> **PAGE EXCERPT**
%%

Creating the Climate for a Winning Team

Have you ever wondered what makes those badass teams you idolize so good at what they do? John Boyd put in a lot of work figuring it out. For those that don’t know, John Boyd was a USAF Fighter Pilot, and later, a military strategist who spent a lot of time thinking about and analyzing the components of a winning team, mostly as it pertains to the art of warfare.

As it turns out, the answers have a LOT in common with a winning team in the workplace (business and war are, after all, quite similar). The elements are simple to understand, but perhaps more nuanced to put into practice.

Luckily, there’s only 4 key attributes can predict the success of your team. However, they only predict success when they are all present and put into practice together. Any one element is missing, and you’re not quite there yet. Boyd called this the “organizational climate for operational success.” I find it interesting that he used the word “climate” as opposed to behaviors, etc. It really needs to be so imbued in your team that it’s as if these attributes are simply present in the air you all breathe.

Here are the 4 key elements:

  • Intuitiveness
  • Unity (aka Trust)
  • Leadership by Contract
  • Focus


On a winning team, leadership is intuitive. It is automatic, requiring no extra brain power. This generally happens on teams when we put people in roles that match up with their talents. Or, even better, we create new roles for talented people. Once a person is in the right role, the next focus must be on developing their skills to the point where they can react automatically — without having to consult policy or escalate above them.

%%

> **GIVEN INFORMATION**
%%

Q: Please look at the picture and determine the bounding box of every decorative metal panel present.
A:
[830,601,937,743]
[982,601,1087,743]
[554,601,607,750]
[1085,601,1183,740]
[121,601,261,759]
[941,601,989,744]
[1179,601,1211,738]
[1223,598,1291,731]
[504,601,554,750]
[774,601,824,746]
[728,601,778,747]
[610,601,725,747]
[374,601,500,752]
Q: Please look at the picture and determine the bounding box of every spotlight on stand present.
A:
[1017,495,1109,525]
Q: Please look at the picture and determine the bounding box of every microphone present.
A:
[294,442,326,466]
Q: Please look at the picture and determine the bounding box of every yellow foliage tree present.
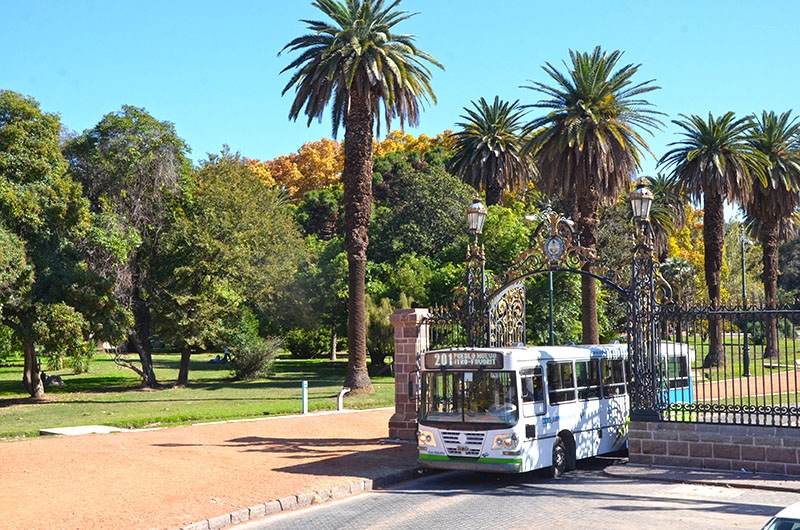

%%

> **TASKS TO PERFORM**
A - Could you retype the stretch of the article on team climate from "As it turns" through "put into practice."?
B - Does the article on team climate support each statement below? Answer yes or no for each and quote the words that settle it.
(i) John Boyd served as a fighter pilot in the USAF.
(ii) The key attributes still predict success when one of them is missing.
(iii) On a winning team, leadership takes extra brain power.
The rows come from a separate source unrelated to the article on team climate.

> **EXPECTED RESPONSES**
A -
As it turns out, the answers have a LOT in common with a winning team in the workplace (business and war are, after all, quite similar). The elements are simple to understand, but perhaps more nuanced to put into practice.

B -
(i) Yes: "John Boyd was a USAF Fighter Pilot"
(ii) No: "they only predict success when they are all present and put into practice together"
(iii) No: "It is automatic, requiring no extra brain power."